▶ PAGE TEXT:
╔══
Engagement and Readiness
FACTs can provide an opportunity to activate student thinking, develop curiosity, and stimulate interest in the content of a lesson. One widely accepted role of any teacher is that of student motivator (Osborne & Freyberg, 1985). Several of the FACTs involve interesting situations that capture students’ attention and trigger their thinking. Most students come to school ready to learn but with different social, cultural, educational, and real-life experiences. Various FACTs can reveal information about students’ diverse backgrounds that affect their readiness to learn. The information is used by the teacher to determine supports and provisions that may be necessary to help students succeed in their classroom learning environment. Examples from Chapter 4: Familiar Phenomenon Probes, Interest Scale, or Learning Goals Inventory.
Eliciting Prior Knowledge
Drawing out the initial ideas students have developed through their prior experiences, intuition, and encounters with familiar phenomena provides a starting point from which the teacher can design instruction that will build from students’ ideas. Probing students’ thinking allows teachers to determine where and how ideas may have developed and inform the types of instructional experiences that can build a bridge between where the students are in their understanding and the scientific view of the content they are learning. Elicitation strategies promote thinking by safely surfacing ideas in a nonjudgmental way. Discussion that accompanies elicitation allows students to share their thinking with others, which further challenges students’ thinking as they evaluate their peers’ explanations and arguments. Examples from Chapter 4: Friendly Talk Probes, Commit and Toss, or Card Sorts.
╚══
▶ YOUR TASKS:
a. From the FACTs passage, extract the part that opens with the words containing "Engagement and Readiness" and closes with "Learning Goals Inventory.".
b. Render this sentence from the FACTs passage in Spanish: "Elicitation strategies promote thinking by safely surfacing ideas in a nonjudgmental way."
c. Carry on the FACTs passage from the point where it stops.
The items have no connection to the FACTs passage.

▶ DATA EXTRACT:
╔══
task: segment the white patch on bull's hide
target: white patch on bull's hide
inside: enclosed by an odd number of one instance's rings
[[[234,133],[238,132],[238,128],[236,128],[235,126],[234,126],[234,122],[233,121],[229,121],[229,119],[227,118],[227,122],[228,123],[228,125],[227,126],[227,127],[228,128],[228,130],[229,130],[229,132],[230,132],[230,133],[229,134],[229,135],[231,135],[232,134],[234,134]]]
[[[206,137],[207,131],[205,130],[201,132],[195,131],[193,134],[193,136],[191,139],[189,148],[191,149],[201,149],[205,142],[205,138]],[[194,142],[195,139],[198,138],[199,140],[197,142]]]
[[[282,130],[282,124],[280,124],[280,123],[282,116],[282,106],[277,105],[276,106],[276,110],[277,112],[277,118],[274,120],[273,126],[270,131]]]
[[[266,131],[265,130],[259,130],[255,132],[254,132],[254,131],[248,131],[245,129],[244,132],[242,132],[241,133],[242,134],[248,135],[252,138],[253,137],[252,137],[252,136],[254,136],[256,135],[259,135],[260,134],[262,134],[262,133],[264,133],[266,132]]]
╚══
▶ ANSWERS BY ITEM:
a.
Engagement and Readiness
FACTs can provide an opportunity to activate student thinking, develop curiosity, and stimulate interest in the content of a lesson. One widely accepted role of any teacher is that of student motivator (Osborne & Freyberg, 1985). Several of the FACTs involve interesting situations that capture students’ attention and trigger their thinking. Most students come to school ready to learn but with different social, cultural, educational, and real-life experiences. Various FACTs can reveal information about students’ diverse backgrounds that affect their readiness to learn. The information is used by the teacher to determine supports and provisions that may be necessary to help students succeed in their classroom learning environment. Examples from Chapter 4: Familiar Phenomenon Probes, Interest Scale, or Learning Goals Inventory.

b. Las estrategias de elicitación promueven el pensamiento al hacer aflorar las ideas de manera segura y sin emitir juicios.

c.
Exploration and Discovery
The exploration and discovery stage can involve direct experience with physical objects or processes, obtaining information and citing evidence from text, or uncovering ideas in discussion with peers. This stage can include FACTs that ask students to make predictions or claims that initiate scientific inquiry through investigation. Providing opportunities to justify and then test or gather information related to disciplinary core ideas gives students an opportunity to use evidence to support or change their initial ideas. This period of exploration and discovery allows the teacher to determine the kinds of understandings and questions students have before developing more structured opportunities for formalizing learning. During this stage, FACTs can also reveal how well students are responding to the activities, considering ideas of others, and whether their original ideas have been challenged based on the evidence gathered during their exploratory experiences. Assessment during this stage gives students a chance to share their developing ideas in a nonjudgmental environment for feedback from the teacher and peers. Selected FACTs expose students to others’ ideas and thereby help them refine or revise their own thinking, which subsequently informs instruction when shared with the teacher. Examples from Chapter 4: A&D Statements, P-E-O Probes, or Concept Card Mapping.
Concept and Skill Development
Assessment of conceptual understanding and use of skills, including the scientific and engineering practices during sense making, clarification, and development of formal concepts and processes, helps both reinforce the learning for students and uncover any difficulties in understanding or gaps that might still exist. FACTs used during this stage help teachers determine the extent to which students have grasped a concept, recognized relationships among ideas, included appropriate terminology, or successfully used a scientific or engineering practice. Results inform instruction by identifying the need for additional learning experiences and opportunities to build more solid understandings of content, indicating readiness to introduce formal terminology, demonstrating ability to use specific skills and scientific and engineering practices, or signaling that students are ready to transfer their newly formed ideas to a new context. In addition, teacher-to-student and student-to-student feedback further enhances opportunities to build and solidify conceptual understanding and utilize the scientific and engineering practices. Examples from Chapter 4: Refutations, Scientists’ Ideas Comparison, or Odd One Out.
Concept and Skill Transfer
Assessment information at this stage is used by the teacher to address impediments that may interfere with transferring learning to a new context or introduce new, related concepts that will build more sophisticated understandings. Assessment information is used to modify learning opportunities so that students can use their newly formed or modified ideas in a new situation or novel context. Assessment opportunities provide students with a new opportunity to demonstrate how they can apply their knowledge, skills, and scientific and engineering practices. Examples from Chapter 4: Justified List, Thought Experiments, or Recognizing Exceptions.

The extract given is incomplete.